◆ EXERCISE BRIEF
Arrange every line of the entries below into a numbered list, leaving out the blank lines.

◆ ITEMS
# # #
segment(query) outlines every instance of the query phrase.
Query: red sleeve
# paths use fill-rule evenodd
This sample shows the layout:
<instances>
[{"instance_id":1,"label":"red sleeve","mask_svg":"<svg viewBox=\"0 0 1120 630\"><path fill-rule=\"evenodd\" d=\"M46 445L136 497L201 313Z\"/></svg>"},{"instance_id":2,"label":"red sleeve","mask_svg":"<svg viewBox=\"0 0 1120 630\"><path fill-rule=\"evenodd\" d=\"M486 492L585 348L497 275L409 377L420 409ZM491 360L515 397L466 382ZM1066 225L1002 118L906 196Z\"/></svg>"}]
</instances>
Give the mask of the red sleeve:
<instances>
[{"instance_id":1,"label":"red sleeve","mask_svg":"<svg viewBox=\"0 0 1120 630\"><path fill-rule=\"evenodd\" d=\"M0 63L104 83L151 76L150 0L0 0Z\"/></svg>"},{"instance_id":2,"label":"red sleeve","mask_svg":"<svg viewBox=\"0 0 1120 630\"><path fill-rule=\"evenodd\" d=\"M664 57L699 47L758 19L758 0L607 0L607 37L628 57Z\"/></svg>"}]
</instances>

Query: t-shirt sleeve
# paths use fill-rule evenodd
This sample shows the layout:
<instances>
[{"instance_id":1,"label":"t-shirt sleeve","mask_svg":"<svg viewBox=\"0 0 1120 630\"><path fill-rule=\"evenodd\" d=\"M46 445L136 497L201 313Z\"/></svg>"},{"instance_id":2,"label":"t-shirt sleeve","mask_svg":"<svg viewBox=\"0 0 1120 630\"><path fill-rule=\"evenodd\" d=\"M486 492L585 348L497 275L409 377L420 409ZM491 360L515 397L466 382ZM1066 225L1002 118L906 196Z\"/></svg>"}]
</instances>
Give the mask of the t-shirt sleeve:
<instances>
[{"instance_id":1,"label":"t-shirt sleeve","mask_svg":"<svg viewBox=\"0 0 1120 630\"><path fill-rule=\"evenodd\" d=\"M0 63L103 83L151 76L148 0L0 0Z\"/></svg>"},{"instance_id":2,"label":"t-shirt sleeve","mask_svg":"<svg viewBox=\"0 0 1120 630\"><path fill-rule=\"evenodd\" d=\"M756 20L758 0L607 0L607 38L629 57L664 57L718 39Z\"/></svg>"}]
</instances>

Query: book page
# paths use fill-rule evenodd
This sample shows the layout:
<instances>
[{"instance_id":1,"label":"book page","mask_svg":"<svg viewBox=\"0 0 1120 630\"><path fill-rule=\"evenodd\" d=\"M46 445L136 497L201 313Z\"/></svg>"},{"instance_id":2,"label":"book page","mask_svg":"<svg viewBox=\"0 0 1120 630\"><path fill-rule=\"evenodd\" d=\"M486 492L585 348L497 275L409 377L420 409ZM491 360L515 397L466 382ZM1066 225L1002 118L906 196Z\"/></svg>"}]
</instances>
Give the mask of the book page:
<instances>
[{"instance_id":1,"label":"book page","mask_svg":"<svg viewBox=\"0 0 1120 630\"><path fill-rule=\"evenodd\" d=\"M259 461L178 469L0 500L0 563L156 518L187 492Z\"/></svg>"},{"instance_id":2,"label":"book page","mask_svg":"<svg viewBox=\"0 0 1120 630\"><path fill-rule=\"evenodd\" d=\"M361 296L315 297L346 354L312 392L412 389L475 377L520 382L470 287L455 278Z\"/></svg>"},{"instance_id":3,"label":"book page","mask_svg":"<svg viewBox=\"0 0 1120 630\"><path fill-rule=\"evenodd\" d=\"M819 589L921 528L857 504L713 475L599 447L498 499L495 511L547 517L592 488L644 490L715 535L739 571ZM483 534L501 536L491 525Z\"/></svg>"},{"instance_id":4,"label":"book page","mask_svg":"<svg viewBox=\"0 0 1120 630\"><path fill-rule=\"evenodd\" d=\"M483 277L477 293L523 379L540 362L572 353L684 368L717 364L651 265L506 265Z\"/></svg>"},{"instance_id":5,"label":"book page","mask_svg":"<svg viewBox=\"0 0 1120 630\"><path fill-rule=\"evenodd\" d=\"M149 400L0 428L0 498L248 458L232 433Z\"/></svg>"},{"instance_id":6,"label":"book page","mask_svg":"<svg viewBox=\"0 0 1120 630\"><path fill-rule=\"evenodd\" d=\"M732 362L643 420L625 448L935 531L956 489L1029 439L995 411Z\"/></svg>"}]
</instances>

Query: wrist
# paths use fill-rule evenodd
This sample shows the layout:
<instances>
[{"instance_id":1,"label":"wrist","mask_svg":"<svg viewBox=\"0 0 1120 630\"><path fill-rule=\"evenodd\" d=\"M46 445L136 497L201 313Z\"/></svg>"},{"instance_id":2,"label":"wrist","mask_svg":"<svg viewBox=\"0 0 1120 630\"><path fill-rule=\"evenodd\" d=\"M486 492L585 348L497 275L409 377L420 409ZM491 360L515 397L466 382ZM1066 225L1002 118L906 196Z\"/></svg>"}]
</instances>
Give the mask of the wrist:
# # #
◆ FULL ANSWER
1. segment(query) outlines every instance of the query phrase.
2. Query: red sleeve
3. # paths use fill-rule evenodd
4. This sample shows the layout:
5. <instances>
6. [{"instance_id":1,"label":"red sleeve","mask_svg":"<svg viewBox=\"0 0 1120 630\"><path fill-rule=\"evenodd\" d=\"M46 445L136 497L201 313Z\"/></svg>"},{"instance_id":2,"label":"red sleeve","mask_svg":"<svg viewBox=\"0 0 1120 630\"><path fill-rule=\"evenodd\" d=\"M486 492L585 348L497 275L409 377L420 409ZM491 360L515 397L466 382ZM1066 225L1002 118L906 196Z\"/></svg>"}]
7. </instances>
8. Give the mask of the red sleeve:
9. <instances>
10. [{"instance_id":1,"label":"red sleeve","mask_svg":"<svg viewBox=\"0 0 1120 630\"><path fill-rule=\"evenodd\" d=\"M0 63L104 83L151 76L150 0L0 0Z\"/></svg>"},{"instance_id":2,"label":"red sleeve","mask_svg":"<svg viewBox=\"0 0 1120 630\"><path fill-rule=\"evenodd\" d=\"M664 57L699 47L758 19L758 0L607 0L607 37L628 57Z\"/></svg>"}]
11. </instances>
12. Query: t-shirt sleeve
13. # paths use fill-rule evenodd
14. This sample shows the layout:
15. <instances>
16. [{"instance_id":1,"label":"t-shirt sleeve","mask_svg":"<svg viewBox=\"0 0 1120 630\"><path fill-rule=\"evenodd\" d=\"M46 445L136 497L201 313Z\"/></svg>"},{"instance_id":2,"label":"t-shirt sleeve","mask_svg":"<svg viewBox=\"0 0 1120 630\"><path fill-rule=\"evenodd\" d=\"M486 492L585 348L497 275L409 377L420 409ZM491 360L515 397L466 382ZM1066 225L1002 118L906 196Z\"/></svg>"}]
17. </instances>
18. Give the mask of the t-shirt sleeve:
19. <instances>
20. [{"instance_id":1,"label":"t-shirt sleeve","mask_svg":"<svg viewBox=\"0 0 1120 630\"><path fill-rule=\"evenodd\" d=\"M0 63L103 83L151 76L148 0L0 0Z\"/></svg>"},{"instance_id":2,"label":"t-shirt sleeve","mask_svg":"<svg viewBox=\"0 0 1120 630\"><path fill-rule=\"evenodd\" d=\"M756 20L758 0L607 0L607 38L629 57L664 57L718 39Z\"/></svg>"}]
21. </instances>
22. Query: book page
23. # paths use fill-rule evenodd
24. This sample shows the layout:
25. <instances>
26. [{"instance_id":1,"label":"book page","mask_svg":"<svg viewBox=\"0 0 1120 630\"><path fill-rule=\"evenodd\" d=\"M46 445L136 497L201 313Z\"/></svg>"},{"instance_id":2,"label":"book page","mask_svg":"<svg viewBox=\"0 0 1120 630\"><path fill-rule=\"evenodd\" d=\"M486 492L585 348L497 275L409 377L420 409ZM491 360L515 397L466 382ZM1066 225L1002 118L906 196Z\"/></svg>"}]
27. </instances>
28. Give the mask of the book page:
29. <instances>
30. [{"instance_id":1,"label":"book page","mask_svg":"<svg viewBox=\"0 0 1120 630\"><path fill-rule=\"evenodd\" d=\"M259 461L178 469L0 500L0 563L156 518L187 492Z\"/></svg>"},{"instance_id":2,"label":"book page","mask_svg":"<svg viewBox=\"0 0 1120 630\"><path fill-rule=\"evenodd\" d=\"M361 296L315 297L346 354L312 392L412 389L475 377L520 382L470 287L455 278Z\"/></svg>"},{"instance_id":3,"label":"book page","mask_svg":"<svg viewBox=\"0 0 1120 630\"><path fill-rule=\"evenodd\" d=\"M819 589L921 528L857 504L713 475L599 447L498 499L495 511L547 517L592 488L644 490L715 535L739 571ZM483 534L501 536L491 525Z\"/></svg>"},{"instance_id":4,"label":"book page","mask_svg":"<svg viewBox=\"0 0 1120 630\"><path fill-rule=\"evenodd\" d=\"M483 277L477 293L523 379L540 362L572 353L684 368L717 364L651 265L506 265Z\"/></svg>"},{"instance_id":5,"label":"book page","mask_svg":"<svg viewBox=\"0 0 1120 630\"><path fill-rule=\"evenodd\" d=\"M149 400L0 428L0 498L248 458L232 433Z\"/></svg>"},{"instance_id":6,"label":"book page","mask_svg":"<svg viewBox=\"0 0 1120 630\"><path fill-rule=\"evenodd\" d=\"M732 362L643 420L625 448L935 531L956 489L1029 439L995 411Z\"/></svg>"}]
31. </instances>
32. Query: wrist
33. # paths use fill-rule evenodd
34. This sample shows the layout:
35. <instances>
36. [{"instance_id":1,"label":"wrist","mask_svg":"<svg viewBox=\"0 0 1120 630\"><path fill-rule=\"evenodd\" d=\"M46 445L136 497L201 313Z\"/></svg>"},{"instance_id":2,"label":"wrist","mask_svg":"<svg viewBox=\"0 0 1120 630\"><path fill-rule=\"evenodd\" d=\"M486 492L585 348L497 275L409 377L420 409ZM491 360L515 397L466 382ZM1066 225L1002 118L906 196Z\"/></svg>"}]
37. </instances>
38. Give the mask of the wrist:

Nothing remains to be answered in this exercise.